Pull out every line from the stored data entries below that contains the word "patio", and reproduce each one in full.

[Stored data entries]
/---
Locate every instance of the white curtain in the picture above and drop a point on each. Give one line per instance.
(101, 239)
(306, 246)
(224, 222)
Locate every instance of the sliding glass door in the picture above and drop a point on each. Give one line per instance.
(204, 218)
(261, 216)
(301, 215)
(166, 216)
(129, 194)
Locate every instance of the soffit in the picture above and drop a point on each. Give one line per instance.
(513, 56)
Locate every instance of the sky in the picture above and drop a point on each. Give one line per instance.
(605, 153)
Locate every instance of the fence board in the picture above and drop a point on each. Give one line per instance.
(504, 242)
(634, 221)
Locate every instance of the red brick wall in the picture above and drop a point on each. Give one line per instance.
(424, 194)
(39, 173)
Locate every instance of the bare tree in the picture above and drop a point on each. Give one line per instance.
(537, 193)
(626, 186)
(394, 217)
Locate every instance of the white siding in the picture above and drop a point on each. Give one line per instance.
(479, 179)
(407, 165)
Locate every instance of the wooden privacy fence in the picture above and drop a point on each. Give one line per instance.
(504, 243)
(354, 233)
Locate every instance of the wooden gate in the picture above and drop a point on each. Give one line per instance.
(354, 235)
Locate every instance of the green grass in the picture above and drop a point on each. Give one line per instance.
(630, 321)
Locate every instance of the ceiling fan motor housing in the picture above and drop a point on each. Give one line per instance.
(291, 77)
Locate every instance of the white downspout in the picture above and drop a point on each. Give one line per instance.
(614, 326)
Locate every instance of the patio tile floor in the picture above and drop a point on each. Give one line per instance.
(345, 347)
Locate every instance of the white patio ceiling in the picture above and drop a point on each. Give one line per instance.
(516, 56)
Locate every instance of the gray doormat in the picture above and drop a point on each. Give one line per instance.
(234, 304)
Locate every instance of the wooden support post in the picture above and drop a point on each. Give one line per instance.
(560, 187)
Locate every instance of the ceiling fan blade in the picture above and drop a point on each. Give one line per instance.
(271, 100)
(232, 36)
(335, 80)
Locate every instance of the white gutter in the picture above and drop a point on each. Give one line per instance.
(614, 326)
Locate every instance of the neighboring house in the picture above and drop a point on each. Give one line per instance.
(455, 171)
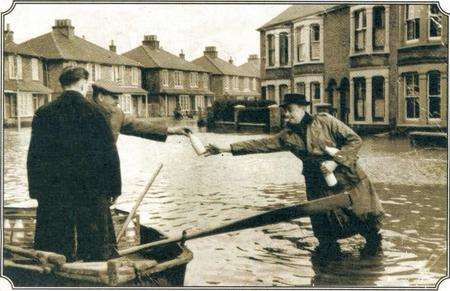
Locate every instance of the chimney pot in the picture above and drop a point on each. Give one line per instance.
(151, 41)
(64, 26)
(210, 51)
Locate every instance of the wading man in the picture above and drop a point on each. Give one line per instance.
(74, 173)
(325, 145)
(106, 96)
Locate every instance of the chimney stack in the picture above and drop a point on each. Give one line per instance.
(8, 34)
(112, 47)
(151, 41)
(210, 51)
(64, 26)
(253, 58)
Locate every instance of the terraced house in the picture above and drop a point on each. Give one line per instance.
(379, 66)
(61, 47)
(23, 81)
(172, 82)
(227, 80)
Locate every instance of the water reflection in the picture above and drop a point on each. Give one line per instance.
(194, 192)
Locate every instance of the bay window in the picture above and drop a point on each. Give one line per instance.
(378, 98)
(412, 91)
(434, 94)
(359, 98)
(315, 42)
(271, 49)
(412, 16)
(284, 49)
(435, 21)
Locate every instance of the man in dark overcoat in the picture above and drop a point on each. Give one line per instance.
(325, 144)
(74, 173)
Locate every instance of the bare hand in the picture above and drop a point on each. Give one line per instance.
(212, 149)
(179, 131)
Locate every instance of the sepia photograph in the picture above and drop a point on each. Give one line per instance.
(224, 144)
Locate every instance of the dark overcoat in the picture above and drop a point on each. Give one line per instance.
(73, 171)
(366, 211)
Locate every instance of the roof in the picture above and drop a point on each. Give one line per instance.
(218, 66)
(115, 87)
(296, 11)
(186, 91)
(26, 86)
(252, 68)
(54, 45)
(13, 48)
(159, 58)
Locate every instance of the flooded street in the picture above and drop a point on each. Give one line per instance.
(194, 192)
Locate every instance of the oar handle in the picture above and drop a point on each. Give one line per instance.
(138, 202)
(265, 218)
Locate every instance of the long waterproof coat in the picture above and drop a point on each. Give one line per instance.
(366, 212)
(73, 171)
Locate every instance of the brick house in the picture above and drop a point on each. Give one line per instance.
(23, 81)
(171, 81)
(227, 80)
(362, 59)
(61, 47)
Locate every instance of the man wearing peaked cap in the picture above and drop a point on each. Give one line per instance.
(325, 145)
(106, 95)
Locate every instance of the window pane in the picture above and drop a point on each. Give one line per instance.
(435, 107)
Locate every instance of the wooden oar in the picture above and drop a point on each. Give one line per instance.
(138, 202)
(269, 217)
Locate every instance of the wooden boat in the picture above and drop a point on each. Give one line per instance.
(24, 266)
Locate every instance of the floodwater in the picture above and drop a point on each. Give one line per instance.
(194, 193)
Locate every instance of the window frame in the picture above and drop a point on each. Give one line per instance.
(429, 96)
(417, 97)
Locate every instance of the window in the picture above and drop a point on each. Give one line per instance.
(199, 102)
(34, 69)
(270, 92)
(378, 37)
(178, 79)
(283, 90)
(194, 79)
(412, 95)
(184, 103)
(205, 81)
(315, 90)
(25, 104)
(359, 98)
(300, 88)
(378, 99)
(134, 76)
(226, 82)
(271, 49)
(435, 21)
(315, 42)
(125, 103)
(412, 22)
(360, 30)
(284, 49)
(164, 78)
(98, 72)
(434, 94)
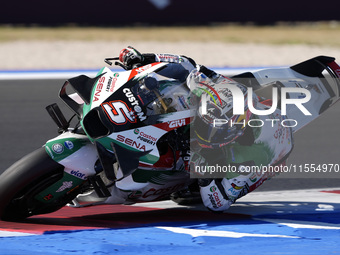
\---
*Result below*:
Locate every instance of the patio tile floor in the picture above and drop a point on each. Give one line per instance.
Locate every instance of the white patio ceiling in the picture above and drop a point on each. Give one line per instance.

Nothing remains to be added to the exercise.